Required tasks:
- 1) Using the Ford v. Kelley order, explain why the Court denies Mr. Ford's motion for a certificate of appealability.
- 2) List every docket number that the Ford v. Kelley order cites in the form "Dkt. No." and name the filing each refers to.
- 3) According to the Ford v. Kelley order, who signed it, and on what date?

Selected passage:
*****
Ford v. Kelley
Filing
48
ORDER denying 46 Mr. Ford's motion for certificate of appealability; and denying 42 his motion to alter or amend judgment. Signed by Judge Kristine G. Baker on 12/7/2017. (kdr)
IN THE UNITED STATES DISTRICT COURT
EASTERN DISTRICT OF ARKANSAS
PINE BLUFF DIVISION
DAMIEN FORD
ADC #143035
v.
PETITIONER
Case No. 5:16-cv-00291-KGB/JJV
WENDY KELLEY, Director,
Arkansas Department of Correction
RESPONDENT
ORDER
Before the Court is a motion for certificate of appealability filed pro se by petitioner
Damien Ford (Dkt. No. 46). Mr. Ford simultaneously filed a notice of appeal with his motion for
certificate of appealability (Dkt. No. 45). To the extent this Court retains jurisdiction to consider
his request, see Griggs v. Provident Consumer Discount Co., 459 U.S. 56, 58 (1982), because the
Court by prior Order determined that Mr. Ford did not make a substantial showing of the denial of
a constitutional right and denied a certificate of appealability (Dkt. No. 40), Mr. Ford’s motion for
certificate of appealability is denied. 28 U.S.C. § 2253(c)(1)-(2). Mr. Ford may reassert his motion
for certificate of appealability to the Eighth Circuit. Id.
*****
Listed records:
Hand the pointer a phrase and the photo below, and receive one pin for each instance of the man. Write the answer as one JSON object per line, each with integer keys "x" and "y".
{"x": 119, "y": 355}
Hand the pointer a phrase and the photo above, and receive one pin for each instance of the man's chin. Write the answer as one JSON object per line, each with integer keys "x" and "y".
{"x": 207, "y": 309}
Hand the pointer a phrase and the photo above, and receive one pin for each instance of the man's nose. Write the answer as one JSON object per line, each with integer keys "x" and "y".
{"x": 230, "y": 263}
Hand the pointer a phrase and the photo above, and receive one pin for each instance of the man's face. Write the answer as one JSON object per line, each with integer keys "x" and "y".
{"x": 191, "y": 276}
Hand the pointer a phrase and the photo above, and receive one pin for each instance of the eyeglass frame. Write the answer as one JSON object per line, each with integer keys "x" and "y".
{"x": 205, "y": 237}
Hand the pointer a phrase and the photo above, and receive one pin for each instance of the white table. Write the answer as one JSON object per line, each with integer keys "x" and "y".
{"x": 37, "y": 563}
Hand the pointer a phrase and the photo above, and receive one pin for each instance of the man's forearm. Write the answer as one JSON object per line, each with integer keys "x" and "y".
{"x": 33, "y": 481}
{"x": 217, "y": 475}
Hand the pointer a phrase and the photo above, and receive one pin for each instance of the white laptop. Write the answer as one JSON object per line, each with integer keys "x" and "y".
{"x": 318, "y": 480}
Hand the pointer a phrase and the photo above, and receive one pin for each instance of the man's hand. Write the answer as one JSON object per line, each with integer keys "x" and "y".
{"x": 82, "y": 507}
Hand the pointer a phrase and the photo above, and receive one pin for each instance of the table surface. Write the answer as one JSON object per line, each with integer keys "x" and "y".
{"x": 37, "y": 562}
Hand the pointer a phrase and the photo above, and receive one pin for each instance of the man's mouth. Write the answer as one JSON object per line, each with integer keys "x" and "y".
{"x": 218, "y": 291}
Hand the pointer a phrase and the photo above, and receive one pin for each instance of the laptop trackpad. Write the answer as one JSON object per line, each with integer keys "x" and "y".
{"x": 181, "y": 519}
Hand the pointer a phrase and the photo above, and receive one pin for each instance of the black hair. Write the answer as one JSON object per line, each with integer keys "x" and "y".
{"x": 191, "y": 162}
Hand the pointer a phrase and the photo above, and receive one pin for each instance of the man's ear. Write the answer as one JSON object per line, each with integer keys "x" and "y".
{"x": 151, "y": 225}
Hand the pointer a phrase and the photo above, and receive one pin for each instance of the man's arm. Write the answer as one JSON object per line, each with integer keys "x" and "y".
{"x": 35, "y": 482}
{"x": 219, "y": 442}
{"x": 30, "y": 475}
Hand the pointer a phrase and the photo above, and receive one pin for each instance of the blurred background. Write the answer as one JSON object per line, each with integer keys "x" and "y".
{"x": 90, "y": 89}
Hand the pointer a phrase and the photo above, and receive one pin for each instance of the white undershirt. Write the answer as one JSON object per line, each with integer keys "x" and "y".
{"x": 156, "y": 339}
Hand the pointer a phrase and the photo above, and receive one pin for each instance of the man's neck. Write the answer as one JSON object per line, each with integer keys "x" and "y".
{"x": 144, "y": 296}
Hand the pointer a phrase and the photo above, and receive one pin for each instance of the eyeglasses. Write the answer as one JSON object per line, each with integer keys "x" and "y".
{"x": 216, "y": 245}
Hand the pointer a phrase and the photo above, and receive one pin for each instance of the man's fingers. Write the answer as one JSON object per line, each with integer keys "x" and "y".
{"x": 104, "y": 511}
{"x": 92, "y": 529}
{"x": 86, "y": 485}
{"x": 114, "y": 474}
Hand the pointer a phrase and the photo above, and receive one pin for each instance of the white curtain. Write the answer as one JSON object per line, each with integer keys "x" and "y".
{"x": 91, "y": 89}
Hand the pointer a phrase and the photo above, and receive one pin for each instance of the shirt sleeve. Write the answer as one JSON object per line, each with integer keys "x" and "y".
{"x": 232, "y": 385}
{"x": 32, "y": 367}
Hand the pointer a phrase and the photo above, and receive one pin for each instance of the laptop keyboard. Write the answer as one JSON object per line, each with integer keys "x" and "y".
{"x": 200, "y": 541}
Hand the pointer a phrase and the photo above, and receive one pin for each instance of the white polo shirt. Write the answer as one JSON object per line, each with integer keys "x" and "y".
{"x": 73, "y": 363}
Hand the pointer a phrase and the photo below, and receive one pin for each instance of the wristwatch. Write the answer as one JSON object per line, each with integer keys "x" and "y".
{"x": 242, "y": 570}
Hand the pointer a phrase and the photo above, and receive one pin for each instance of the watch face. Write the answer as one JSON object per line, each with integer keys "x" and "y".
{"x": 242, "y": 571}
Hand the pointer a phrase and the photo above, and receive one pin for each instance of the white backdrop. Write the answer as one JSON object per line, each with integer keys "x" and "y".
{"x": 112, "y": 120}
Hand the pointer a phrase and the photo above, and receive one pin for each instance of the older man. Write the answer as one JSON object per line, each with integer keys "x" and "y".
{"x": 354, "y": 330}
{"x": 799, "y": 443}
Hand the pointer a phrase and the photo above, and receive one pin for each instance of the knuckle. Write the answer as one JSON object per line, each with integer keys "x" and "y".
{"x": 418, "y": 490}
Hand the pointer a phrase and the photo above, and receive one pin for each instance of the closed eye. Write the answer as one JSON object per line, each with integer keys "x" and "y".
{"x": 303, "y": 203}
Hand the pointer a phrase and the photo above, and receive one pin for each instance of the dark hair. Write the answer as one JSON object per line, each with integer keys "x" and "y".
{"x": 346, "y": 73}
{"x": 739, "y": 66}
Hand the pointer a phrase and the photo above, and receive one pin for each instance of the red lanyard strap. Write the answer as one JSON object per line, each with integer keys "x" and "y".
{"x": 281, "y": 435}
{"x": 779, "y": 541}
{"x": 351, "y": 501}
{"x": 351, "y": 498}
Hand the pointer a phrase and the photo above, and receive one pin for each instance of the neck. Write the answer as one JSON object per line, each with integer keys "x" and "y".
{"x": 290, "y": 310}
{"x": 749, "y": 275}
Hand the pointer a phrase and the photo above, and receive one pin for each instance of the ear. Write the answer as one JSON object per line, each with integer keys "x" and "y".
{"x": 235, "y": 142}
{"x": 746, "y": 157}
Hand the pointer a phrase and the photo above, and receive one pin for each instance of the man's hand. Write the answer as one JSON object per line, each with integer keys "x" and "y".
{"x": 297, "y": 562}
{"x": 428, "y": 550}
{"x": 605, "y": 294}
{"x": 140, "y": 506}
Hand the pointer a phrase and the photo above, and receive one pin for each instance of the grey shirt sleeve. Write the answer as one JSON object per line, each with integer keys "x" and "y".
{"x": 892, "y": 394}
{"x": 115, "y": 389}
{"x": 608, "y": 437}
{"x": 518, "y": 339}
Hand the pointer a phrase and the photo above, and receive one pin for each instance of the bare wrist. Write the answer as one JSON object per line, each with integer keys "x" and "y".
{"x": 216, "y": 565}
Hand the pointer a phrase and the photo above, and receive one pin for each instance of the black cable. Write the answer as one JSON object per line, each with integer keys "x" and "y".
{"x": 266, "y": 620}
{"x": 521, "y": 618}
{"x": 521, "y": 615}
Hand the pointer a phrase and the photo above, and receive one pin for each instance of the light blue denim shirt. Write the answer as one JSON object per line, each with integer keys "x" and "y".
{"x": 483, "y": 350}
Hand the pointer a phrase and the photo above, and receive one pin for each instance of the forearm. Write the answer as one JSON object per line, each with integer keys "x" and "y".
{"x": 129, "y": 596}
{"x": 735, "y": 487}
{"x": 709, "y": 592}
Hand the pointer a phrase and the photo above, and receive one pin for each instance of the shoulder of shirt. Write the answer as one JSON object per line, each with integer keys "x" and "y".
*****
Task-by-task solutions:
- 1) In a prior Order (Dkt. No. 40), the Court had already found that Mr. Ford did not make a substantial showing of the denial of a constitutional right, and it had denied a certificate of appealability. Because of that earlier ruling, his new motion is denied under 28 U.S.C. § 2253(c)(1)-(2).

- 2)
- Dkt. No. 46: Mr. Ford's pro se motion for certificate of appealability
- Dkt. No. 45: his notice of appeal
- Dkt. No. 40: the Court's prior Order denying a certificate of appealability

- 3) Judge Kristine G. Baker signed it on 12/7/2017.